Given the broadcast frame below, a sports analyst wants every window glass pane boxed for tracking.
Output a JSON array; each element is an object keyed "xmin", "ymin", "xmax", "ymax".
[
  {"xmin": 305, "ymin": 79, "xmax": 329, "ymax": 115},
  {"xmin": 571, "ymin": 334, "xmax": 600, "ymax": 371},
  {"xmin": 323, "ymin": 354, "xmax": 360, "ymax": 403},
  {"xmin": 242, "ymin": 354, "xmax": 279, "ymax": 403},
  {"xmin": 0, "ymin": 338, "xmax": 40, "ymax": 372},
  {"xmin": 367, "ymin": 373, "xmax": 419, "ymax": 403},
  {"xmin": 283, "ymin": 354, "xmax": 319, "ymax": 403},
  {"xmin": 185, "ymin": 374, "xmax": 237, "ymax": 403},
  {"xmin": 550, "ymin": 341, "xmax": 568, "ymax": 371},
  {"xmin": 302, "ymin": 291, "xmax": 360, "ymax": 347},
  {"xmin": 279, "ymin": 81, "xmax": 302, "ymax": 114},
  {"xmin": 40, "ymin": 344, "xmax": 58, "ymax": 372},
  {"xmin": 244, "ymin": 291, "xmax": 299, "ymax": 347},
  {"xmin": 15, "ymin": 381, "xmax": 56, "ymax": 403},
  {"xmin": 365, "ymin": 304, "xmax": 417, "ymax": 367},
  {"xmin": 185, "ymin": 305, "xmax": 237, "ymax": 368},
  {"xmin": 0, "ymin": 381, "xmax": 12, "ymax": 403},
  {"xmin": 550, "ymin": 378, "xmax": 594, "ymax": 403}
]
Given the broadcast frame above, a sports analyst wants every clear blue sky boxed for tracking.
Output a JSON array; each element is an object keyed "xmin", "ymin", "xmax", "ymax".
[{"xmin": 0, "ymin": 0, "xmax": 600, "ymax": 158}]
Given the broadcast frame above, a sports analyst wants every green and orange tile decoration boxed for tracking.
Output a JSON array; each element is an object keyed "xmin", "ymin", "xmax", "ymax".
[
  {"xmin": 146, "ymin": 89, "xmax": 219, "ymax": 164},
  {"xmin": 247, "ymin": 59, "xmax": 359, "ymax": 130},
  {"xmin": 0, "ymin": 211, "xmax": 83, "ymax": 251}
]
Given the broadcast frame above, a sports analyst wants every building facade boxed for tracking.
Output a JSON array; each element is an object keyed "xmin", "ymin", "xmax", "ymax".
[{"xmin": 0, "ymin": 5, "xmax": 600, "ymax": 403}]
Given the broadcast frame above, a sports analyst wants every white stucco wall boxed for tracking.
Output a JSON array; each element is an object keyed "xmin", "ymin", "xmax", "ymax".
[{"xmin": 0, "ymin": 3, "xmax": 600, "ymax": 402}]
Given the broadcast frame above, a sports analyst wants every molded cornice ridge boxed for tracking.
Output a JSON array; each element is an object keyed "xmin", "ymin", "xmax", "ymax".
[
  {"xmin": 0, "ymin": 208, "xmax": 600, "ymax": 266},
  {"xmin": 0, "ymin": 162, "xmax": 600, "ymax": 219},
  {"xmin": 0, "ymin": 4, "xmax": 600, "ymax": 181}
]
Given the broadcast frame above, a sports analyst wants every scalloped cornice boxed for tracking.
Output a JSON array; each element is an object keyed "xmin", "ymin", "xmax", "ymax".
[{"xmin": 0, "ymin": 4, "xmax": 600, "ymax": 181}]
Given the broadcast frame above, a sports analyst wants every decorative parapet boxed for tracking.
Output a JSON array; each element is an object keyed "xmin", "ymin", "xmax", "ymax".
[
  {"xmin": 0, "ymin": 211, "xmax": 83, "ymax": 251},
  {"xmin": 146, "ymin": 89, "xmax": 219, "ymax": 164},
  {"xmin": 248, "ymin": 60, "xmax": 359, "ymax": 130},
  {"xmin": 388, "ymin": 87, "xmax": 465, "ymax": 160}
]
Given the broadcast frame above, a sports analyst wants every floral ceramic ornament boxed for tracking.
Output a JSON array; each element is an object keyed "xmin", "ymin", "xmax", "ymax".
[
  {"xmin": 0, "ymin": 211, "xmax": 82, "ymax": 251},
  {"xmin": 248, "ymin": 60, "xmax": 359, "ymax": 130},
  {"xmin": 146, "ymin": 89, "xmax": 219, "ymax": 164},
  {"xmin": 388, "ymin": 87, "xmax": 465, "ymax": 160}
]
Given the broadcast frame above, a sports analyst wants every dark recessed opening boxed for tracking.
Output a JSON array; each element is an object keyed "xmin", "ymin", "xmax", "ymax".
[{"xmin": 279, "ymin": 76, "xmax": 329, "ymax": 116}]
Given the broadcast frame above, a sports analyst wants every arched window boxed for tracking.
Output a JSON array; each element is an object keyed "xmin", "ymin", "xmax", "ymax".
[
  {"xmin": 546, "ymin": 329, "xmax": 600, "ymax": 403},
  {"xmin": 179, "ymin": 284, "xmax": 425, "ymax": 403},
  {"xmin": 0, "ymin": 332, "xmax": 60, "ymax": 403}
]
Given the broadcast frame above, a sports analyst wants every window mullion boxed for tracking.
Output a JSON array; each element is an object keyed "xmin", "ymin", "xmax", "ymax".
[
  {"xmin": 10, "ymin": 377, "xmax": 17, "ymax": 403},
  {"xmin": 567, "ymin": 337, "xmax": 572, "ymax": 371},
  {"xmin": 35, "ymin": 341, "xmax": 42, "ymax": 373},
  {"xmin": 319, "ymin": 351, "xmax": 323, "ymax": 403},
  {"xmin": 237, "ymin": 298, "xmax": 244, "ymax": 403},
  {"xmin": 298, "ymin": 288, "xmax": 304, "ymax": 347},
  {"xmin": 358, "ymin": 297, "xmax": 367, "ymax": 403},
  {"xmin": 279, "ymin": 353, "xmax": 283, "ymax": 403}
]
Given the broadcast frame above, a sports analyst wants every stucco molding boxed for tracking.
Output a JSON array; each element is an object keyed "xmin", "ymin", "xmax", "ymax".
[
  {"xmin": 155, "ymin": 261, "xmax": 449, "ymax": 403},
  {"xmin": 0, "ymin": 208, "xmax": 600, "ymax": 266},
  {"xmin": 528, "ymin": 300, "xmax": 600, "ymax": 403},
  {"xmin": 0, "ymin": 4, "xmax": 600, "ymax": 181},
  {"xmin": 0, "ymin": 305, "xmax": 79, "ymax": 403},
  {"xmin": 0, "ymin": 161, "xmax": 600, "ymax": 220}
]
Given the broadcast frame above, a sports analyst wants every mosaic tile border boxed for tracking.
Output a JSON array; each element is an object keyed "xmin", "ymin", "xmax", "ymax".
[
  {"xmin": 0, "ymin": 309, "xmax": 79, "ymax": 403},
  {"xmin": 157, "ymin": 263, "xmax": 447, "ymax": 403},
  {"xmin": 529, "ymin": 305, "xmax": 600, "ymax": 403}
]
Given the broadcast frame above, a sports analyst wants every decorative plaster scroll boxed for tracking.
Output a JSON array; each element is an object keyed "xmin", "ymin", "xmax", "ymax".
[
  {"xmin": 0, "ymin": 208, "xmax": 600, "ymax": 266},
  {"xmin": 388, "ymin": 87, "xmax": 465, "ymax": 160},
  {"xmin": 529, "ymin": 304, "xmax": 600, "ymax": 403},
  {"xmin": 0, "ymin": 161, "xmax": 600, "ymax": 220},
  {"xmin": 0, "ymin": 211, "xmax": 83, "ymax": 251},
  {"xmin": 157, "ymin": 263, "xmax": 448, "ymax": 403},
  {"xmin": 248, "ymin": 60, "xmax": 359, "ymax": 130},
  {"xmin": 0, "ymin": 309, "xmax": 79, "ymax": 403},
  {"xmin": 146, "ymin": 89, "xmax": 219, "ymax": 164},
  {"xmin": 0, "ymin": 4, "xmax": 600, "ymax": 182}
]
● ● ● ● ● ● ●
* _OBJECTIVE_
Please copy the material again, starting at the line that contains "scroll boxed for tracking." and ending at the last line of the material, with the requests included. Shift every bounding-box coordinate in the answers up by 131.

* _FINISHED EXERCISE_
Given the broadcast frame above, a sports analyst wants every decorative plaster scroll boxed for tracking.
Output a JSON array; each element is an object keyed "xmin", "ymin", "xmax", "ymax".
[
  {"xmin": 131, "ymin": 339, "xmax": 731, "ymax": 397},
  {"xmin": 519, "ymin": 218, "xmax": 596, "ymax": 291},
  {"xmin": 660, "ymin": 435, "xmax": 731, "ymax": 534},
  {"xmin": 131, "ymin": 292, "xmax": 731, "ymax": 351},
  {"xmin": 131, "ymin": 342, "xmax": 214, "ymax": 382},
  {"xmin": 288, "ymin": 394, "xmax": 579, "ymax": 534},
  {"xmin": 379, "ymin": 191, "xmax": 490, "ymax": 261},
  {"xmin": 131, "ymin": 440, "xmax": 210, "ymax": 534},
  {"xmin": 277, "ymin": 220, "xmax": 350, "ymax": 295},
  {"xmin": 131, "ymin": 135, "xmax": 731, "ymax": 313}
]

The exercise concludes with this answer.